VORLIEGENDER TEXTAUSZUG:

::::

Von Kanada in die USA – Michigan, Lake Superior, Minnesota


Zunächst herzlichen Dank an alle, die Ihre Meinung zu der Art des letzten Berichts (kürzerer Text, mehr Bilder) kundgetan haben. Wie ich es schon fast erwartet hatte, erfassten Eure Meinungen die volle Bandbreite, wobei die Tendenz doch etwas mehr zu reichhaltigerem Text neigte. Also versuche ich, den goldenen Mittelweg zu finden. Schauen wir mal, ob es mir gelingt.

Bei Sarnia verließen wir Kanada und reisten zum ersten Mal per eigenem Auto in die USA ein. Die Grenzabfertigung verlief völlig problemlos. Wir wurden nach einer Adresse in den USA gefragt, wo wir bleiben wollten. Es reichte als Antwort, dass wir mit unserem Camper durchs Land reisen wollen. Wieder einmal wurden unsere Fingerabdrücke gescannt. Außerdem wollte die Dame vom Zoll wissen, ob wir Fleisch, Früchte und Ähnliches im Auto hätten, was wir natürlich verneinten. Wie schon bei der Einreise nach Kanada erfolgte die Kontrolle ohne unser Beisein. Natürlich fand die Dame nichts (weil wir alles gut versteckt hatten ;-) ). Nach 20 Minuten rollten wir auf US-amerikanischen Boden.

::::

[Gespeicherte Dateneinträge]
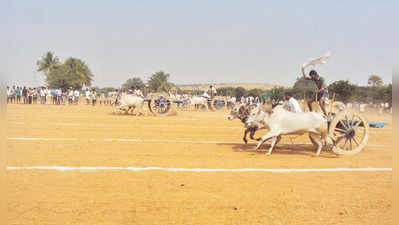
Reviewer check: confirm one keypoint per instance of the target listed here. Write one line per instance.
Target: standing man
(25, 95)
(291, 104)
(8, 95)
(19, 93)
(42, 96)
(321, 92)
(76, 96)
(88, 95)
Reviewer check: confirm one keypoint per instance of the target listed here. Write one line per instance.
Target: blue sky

::::

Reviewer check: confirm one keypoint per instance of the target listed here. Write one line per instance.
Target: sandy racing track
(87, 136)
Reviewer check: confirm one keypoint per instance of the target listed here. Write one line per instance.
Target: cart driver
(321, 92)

::::

ARBEITSAUFTRÄGE:
A. Bei welchem Ort wurde Kanada laut dem Reisebericht verlassen?
B. Gib aus dem Reisebericht den Abschnitt von „Von Kanada in“ bis „es mir gelingt.“ wortgetreu wieder.

ANTWORTEN:
A. Bei Sarnia.

B.
Von Kanada in die USA – Michigan, Lake Superior, Minnesota


Zunächst herzlichen Dank an alle, die Ihre Meinung zu der Art des letzten Berichts (kürzerer Text, mehr Bilder) kundgetan haben. Wie ich es schon fast erwartet hatte, erfassten Eure Meinungen die volle Bandbreite, wobei die Tendenz doch etwas mehr zu reichhaltigerem Text neigte. Also versuche ich, den goldenen Mittelweg zu finden. Schauen wir mal, ob es mir gelingt.